AVAILABLE RECORDS Start Marker
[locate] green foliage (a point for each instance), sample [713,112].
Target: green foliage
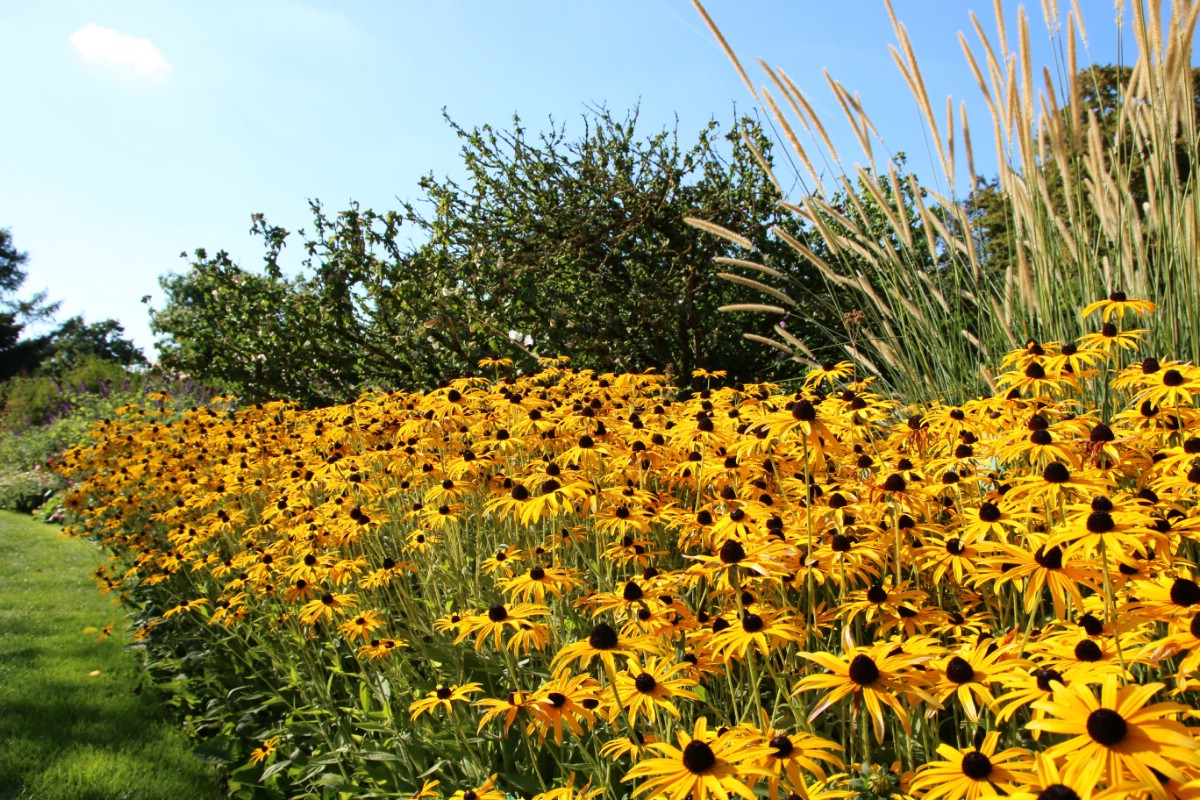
[67,733]
[23,492]
[1096,196]
[52,354]
[550,246]
[18,354]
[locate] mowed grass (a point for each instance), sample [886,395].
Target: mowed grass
[65,732]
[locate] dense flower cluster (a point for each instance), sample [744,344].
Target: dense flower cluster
[521,581]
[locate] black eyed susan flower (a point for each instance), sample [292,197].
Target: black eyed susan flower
[587,792]
[874,677]
[969,674]
[1117,305]
[787,756]
[643,689]
[978,773]
[185,606]
[568,701]
[486,791]
[604,643]
[701,767]
[361,626]
[443,697]
[1116,737]
[1050,785]
[507,709]
[264,751]
[763,630]
[327,606]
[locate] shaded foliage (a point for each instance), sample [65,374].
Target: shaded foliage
[549,246]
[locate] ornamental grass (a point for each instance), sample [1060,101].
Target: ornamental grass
[571,585]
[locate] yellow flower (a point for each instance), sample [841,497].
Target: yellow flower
[443,698]
[701,767]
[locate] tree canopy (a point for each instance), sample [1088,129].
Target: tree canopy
[550,246]
[64,347]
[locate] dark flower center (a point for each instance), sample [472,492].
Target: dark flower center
[1041,438]
[732,552]
[804,411]
[1089,650]
[1045,675]
[1090,624]
[603,637]
[976,765]
[1057,792]
[699,757]
[645,683]
[1185,593]
[1107,727]
[783,746]
[1056,473]
[959,671]
[1049,559]
[863,671]
[1099,522]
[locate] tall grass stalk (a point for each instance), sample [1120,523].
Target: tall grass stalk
[937,296]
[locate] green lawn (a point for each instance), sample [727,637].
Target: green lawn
[71,725]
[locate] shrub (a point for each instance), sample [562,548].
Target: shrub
[539,582]
[27,491]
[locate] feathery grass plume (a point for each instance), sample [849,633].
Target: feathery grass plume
[1095,196]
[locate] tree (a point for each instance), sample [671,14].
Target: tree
[19,355]
[60,349]
[550,246]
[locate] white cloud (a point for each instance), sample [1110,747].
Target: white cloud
[97,43]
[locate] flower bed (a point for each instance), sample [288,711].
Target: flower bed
[568,584]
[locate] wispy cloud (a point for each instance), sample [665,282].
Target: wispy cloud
[97,43]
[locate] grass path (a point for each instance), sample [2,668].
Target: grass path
[71,726]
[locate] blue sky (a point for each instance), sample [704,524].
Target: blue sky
AVAILABLE RECORDS End Marker
EXERCISE OBJECTIVE -
Please give back every line above exactly as it stands, without pictures.

SOLUTION TO THE PROBLEM -
[locate] green foliage (a point for each instance), sample [713,112].
Target: green foliage
[67,733]
[23,492]
[1096,196]
[52,354]
[550,246]
[18,354]
[locate] mowed grass (a point for each instance), sample [886,395].
Target: mowed grass
[65,732]
[locate] dense flower cluster (a point for each instance), sample [744,344].
Target: dense flower cluster
[521,581]
[locate] black eyed susan flower (a point for each instance), sample [292,197].
Target: black eyed susan flower
[587,792]
[874,677]
[969,674]
[1117,305]
[787,756]
[643,689]
[978,773]
[185,606]
[568,701]
[486,791]
[604,643]
[701,767]
[361,626]
[443,697]
[1116,737]
[1050,785]
[507,709]
[264,751]
[763,630]
[327,606]
[locate] shaded foliage (a point for each instance), sample [65,374].
Target: shaded foliage
[549,246]
[locate] ornamental grass (a point for each instance), sample [1060,101].
Target: ornamental grass
[571,585]
[locate] yellow flower (a point for each instance), sample [841,497].
Target: yellow flower
[443,698]
[701,767]
[locate] tree canopy (a point for each instance), sample [1088,129].
Target: tree canopy
[550,246]
[64,347]
[locate] dark flower center (a point for each instance), sample [472,492].
Target: dark flower center
[1041,438]
[732,552]
[804,411]
[1089,650]
[1045,675]
[1090,624]
[603,637]
[976,765]
[1057,792]
[699,757]
[645,683]
[1185,593]
[1107,727]
[783,746]
[1056,473]
[959,671]
[1049,559]
[863,671]
[1099,522]
[locate] tall grass stalk (a point for each instance), sample [1120,523].
Target: tall grass stalk
[937,296]
[locate] green lawn (a point for each instance), sample [727,637].
Target: green lawn
[71,725]
[locate] shrub (a point for each instance), sample [562,548].
Target: shrub
[539,582]
[27,491]
[locate] feathery grass plume (a point for each instance), sample [849,633].
Target: feathery grass plume
[1095,196]
[locate] tree (a point for each instance), sample [671,14].
Target: tree
[19,355]
[60,349]
[550,246]
[locate] white cloud (a point for each instance), sample [1110,747].
Target: white cloud
[97,43]
[locate] flower bed (a point for each instance), sample [288,711].
Target: flower bed
[568,584]
[locate] wispy cloud (a point for each instance), sample [665,282].
Target: wispy cloud
[97,43]
[locate] grass path (a point for each instance), sample [2,668].
Target: grass path
[71,726]
[locate] blue sky (a point for each instance), sample [704,524].
Target: blue sky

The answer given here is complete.